**Aufgabenliste:**
a) Fasse den Textauszug in zwei Sätzen zusammen.
b) Entnimm dem Textauszug wörtlich die Passage von „Seit dem 1.1.2012“ bis „Kompensation der Nachtarbeit.“.

==== Textauszug ====

Das ArG ist grundsätzlich auf alle Betriebe anwendbar. Auf bestimmte Gruppen von Arbeitnehmenden sind aber aufgrund ihrer beruflichen Tätigkeit auch andere Gesetzesbestimmungen anwendbar. Dies trifft auf die berufsmässigen Motorfahrzeugführer zu.
Um die einheitliche Anwendung der Gesetzesbestimmungen zu garantieren, sind die nachfolgenden Grundsätze zu befolgen:
Das ArG ist grundsätzlich auf alle Betriebe anwendbar. Die Bestimmungen des ArG haben zwingenden Charakter und stellen Minimalvorschriften dar.
Auf bestimmte Gruppen von Arbeitnehmenden sind aber aufgrund ihrer beruflichen Tätigkeit auch andere Gesetzesbestimmungen anwendbar. Dies trifft auf die berufsmässigen Motorfahrzeugführer zu. Gestützt auf Art. 56 SVG hat der Bundesrat die Kompetenz, die Arbeits- und Präsenzzeit für diese Kategorie von Arbeitnehmenden zu regeln. Der Bundesrat hat davon Gebrauch gemacht mit dem Erlass der ARV 1 und ARV 2.
Art. 71 Bst. a ArG sieht deshalb einen expliziten Vorbehalt vor bezüglich der Sonderregelungen für berufsmässige Motofahrzeugführer:
Art. 71 Bst. a ArG:
- Vorbehalten bleiben insbesondere: die Bundesgesetzgebung (...) über die Arbeits- und Ruhezeit der berufsmässigen Motorfahrzeugführer.
Zusammenfassend kann festgehalten werden, dass die Bestimmungen des ArG anwendbar sind, soweit nicht in der ARV 1 oder ARV 2 im Rahmen der Delegation von Art. 56 SVG eine spezifische Regelung vorgesehen ist.
Seit dem 1.1.2012 befindet sich der folgende explizite Verweis in der ARV 1 und ARV 2:
Art. 1 Abs. 2 ARV 1/Art. 1 Abs. 2 ARV 2:
- Vorbehalten bleiben die Bestimmungen des Arbeitsgesetzes vom 13. März 1964, insbesondere die Bestimmungen über die Kompensation der Nachtarbeit.
Nachtzeitraum (Art. 10 und 16 ArG)
Als Nachtzeitraum gilt gemäss ArG die Zeit zwischen 23 Uhr und 6 Uhr. Dieser Zeitraum unterscheidet sich vom Zeitraum des Nachtfahrverbots für schwere Motorwagen zur Güterbeförderung gemäss Art. 2 Abs. 2 SVG (22 Uhr bis 5 Uhr).
Gemäss Art. 10 Abs. 2 ArG können aber die Betriebe Beginn und Ende der betrieblichen Tages- und Abendarbeit zwischen 5 Uhr und 24 Uhr anders festlegen. Dazu muss die Arbeitnehmervertretung im Betrieb, oder, wo eine solche nicht besteht, die Mehrheit der betroffenen Arbeitnehmer dem zustimmen. Es ist für die Transportfirmen unter Einhaltung dieser Voraussetzung also möglich, den Nachtzeitraum beispielsweise auf 22 Uhr bis 5 Uhr festzulegen.

==== Datensatz ====

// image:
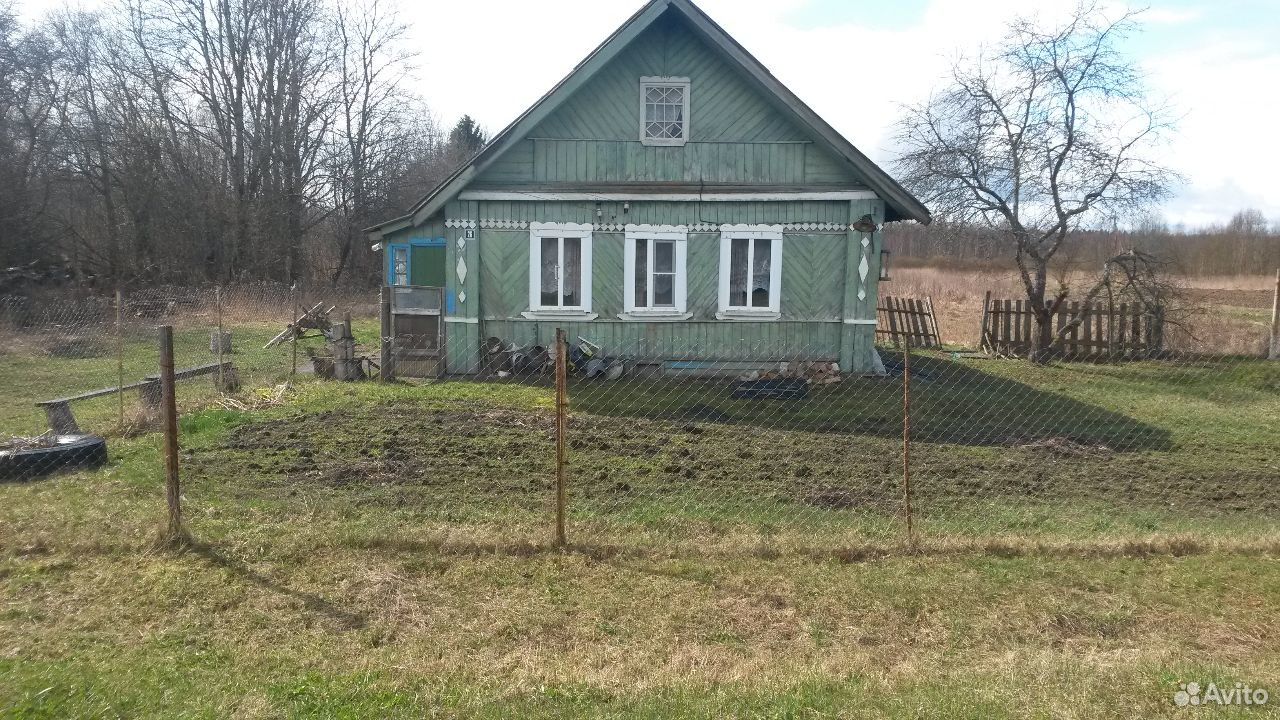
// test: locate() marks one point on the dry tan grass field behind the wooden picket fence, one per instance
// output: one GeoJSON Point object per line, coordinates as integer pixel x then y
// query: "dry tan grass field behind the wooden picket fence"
{"type": "Point", "coordinates": [1229, 315]}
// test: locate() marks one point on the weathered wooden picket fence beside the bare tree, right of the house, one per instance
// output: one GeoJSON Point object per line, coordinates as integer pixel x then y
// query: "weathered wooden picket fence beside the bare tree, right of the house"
{"type": "Point", "coordinates": [1119, 332]}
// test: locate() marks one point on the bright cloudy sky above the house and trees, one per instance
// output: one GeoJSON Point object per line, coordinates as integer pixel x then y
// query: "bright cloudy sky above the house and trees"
{"type": "Point", "coordinates": [856, 62]}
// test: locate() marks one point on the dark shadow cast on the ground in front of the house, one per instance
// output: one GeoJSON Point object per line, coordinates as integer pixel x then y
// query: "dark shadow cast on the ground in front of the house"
{"type": "Point", "coordinates": [952, 403]}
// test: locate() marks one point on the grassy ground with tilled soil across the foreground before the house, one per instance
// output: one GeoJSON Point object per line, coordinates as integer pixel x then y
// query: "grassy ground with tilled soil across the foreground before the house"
{"type": "Point", "coordinates": [371, 550]}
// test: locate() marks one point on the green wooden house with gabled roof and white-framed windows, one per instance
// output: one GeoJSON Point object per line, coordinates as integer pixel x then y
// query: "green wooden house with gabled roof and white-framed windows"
{"type": "Point", "coordinates": [670, 200]}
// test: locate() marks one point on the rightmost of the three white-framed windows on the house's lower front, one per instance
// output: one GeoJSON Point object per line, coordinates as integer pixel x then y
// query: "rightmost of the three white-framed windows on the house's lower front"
{"type": "Point", "coordinates": [751, 279]}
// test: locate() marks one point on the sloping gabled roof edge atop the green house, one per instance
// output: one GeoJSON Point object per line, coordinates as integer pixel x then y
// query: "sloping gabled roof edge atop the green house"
{"type": "Point", "coordinates": [900, 204]}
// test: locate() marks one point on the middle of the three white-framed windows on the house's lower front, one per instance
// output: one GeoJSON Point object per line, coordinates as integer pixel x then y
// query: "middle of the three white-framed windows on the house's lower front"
{"type": "Point", "coordinates": [655, 271]}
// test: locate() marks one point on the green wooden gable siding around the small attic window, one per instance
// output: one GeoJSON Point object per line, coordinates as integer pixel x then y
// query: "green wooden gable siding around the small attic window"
{"type": "Point", "coordinates": [737, 134]}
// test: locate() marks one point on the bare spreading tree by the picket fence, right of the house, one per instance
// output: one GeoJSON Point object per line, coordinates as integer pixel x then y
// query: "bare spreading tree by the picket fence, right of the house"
{"type": "Point", "coordinates": [1037, 138]}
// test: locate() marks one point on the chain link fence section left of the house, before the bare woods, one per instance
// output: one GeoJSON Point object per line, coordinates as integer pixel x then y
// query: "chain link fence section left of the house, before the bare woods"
{"type": "Point", "coordinates": [81, 368]}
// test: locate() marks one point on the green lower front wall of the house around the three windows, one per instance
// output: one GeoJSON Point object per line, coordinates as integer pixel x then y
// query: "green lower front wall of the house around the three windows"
{"type": "Point", "coordinates": [820, 284]}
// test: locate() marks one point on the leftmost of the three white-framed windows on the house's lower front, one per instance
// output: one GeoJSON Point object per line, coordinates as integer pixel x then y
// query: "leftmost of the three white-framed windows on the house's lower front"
{"type": "Point", "coordinates": [560, 268]}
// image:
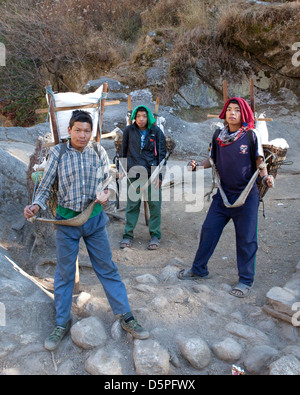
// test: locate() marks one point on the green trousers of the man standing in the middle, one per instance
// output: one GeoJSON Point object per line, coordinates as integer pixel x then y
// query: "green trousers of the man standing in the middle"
{"type": "Point", "coordinates": [133, 210]}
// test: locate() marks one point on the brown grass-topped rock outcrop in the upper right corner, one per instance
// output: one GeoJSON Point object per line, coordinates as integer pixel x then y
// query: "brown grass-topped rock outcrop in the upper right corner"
{"type": "Point", "coordinates": [269, 42]}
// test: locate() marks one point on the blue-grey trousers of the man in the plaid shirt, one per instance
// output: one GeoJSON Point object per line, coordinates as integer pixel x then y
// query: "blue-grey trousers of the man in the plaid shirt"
{"type": "Point", "coordinates": [95, 236]}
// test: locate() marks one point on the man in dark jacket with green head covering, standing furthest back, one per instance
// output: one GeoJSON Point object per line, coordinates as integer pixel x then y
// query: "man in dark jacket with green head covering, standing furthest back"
{"type": "Point", "coordinates": [144, 147]}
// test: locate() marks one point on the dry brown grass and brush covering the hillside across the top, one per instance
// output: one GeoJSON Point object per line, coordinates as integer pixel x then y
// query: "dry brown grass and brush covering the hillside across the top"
{"type": "Point", "coordinates": [73, 41]}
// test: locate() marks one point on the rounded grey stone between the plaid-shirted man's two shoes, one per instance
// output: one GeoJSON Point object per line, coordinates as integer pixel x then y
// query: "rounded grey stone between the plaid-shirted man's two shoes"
{"type": "Point", "coordinates": [89, 333]}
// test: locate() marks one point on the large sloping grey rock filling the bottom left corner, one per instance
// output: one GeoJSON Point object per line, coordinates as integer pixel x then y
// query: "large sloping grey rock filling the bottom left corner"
{"type": "Point", "coordinates": [26, 315]}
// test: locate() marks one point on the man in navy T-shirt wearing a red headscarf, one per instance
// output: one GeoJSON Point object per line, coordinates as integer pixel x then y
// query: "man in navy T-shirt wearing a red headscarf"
{"type": "Point", "coordinates": [232, 153]}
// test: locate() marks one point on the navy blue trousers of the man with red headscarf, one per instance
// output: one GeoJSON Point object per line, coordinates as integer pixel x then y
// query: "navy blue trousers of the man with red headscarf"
{"type": "Point", "coordinates": [245, 223]}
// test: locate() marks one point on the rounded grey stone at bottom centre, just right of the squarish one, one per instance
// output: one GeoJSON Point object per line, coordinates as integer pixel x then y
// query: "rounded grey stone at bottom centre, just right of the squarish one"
{"type": "Point", "coordinates": [196, 351]}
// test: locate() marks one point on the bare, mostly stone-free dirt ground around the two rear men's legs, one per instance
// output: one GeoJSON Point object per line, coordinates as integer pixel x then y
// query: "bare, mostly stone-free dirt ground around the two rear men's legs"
{"type": "Point", "coordinates": [278, 238]}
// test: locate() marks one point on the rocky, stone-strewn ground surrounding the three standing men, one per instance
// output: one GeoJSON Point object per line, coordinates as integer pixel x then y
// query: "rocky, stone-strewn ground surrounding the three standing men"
{"type": "Point", "coordinates": [196, 328]}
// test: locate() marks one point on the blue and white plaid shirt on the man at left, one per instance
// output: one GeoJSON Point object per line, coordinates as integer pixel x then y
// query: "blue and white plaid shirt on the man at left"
{"type": "Point", "coordinates": [79, 175]}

====

**Lösungen:**
a) Das ArG gilt grundsätzlich für alle Betriebe, für berufsmässige Motorfahrzeugführer gelten aber auch die vom Bundesrat gestützt auf Art. 56 SVG erlassenen ARV 1 und ARV 2, und die Bestimmungen des ArG sind anwendbar, soweit diese keine spezifische Regelung vorsehen. Als Nachtzeitraum gilt nach ArG die Zeit zwischen 23 Uhr und 6 Uhr, doch können Betriebe mit Zustimmung der Arbeitnehmervertretung oder der Mehrheit der betroffenen Arbeitnehmer Beginn und Ende der Tages- und Abendarbeit zwischen 5 Uhr und 24 Uhr anders festlegen.

b)
Seit dem 1.1.2012 befindet sich der folgende explizite Verweis in der ARV 1 und ARV 2:
Art. 1 Abs. 2 ARV 1/Art. 1 Abs. 2 ARV 2:
- Vorbehalten bleiben die Bestimmungen des Arbeitsgesetzes vom 13. März 1964, insbesondere die Bestimmungen über die Kompensation der Nachtarbeit.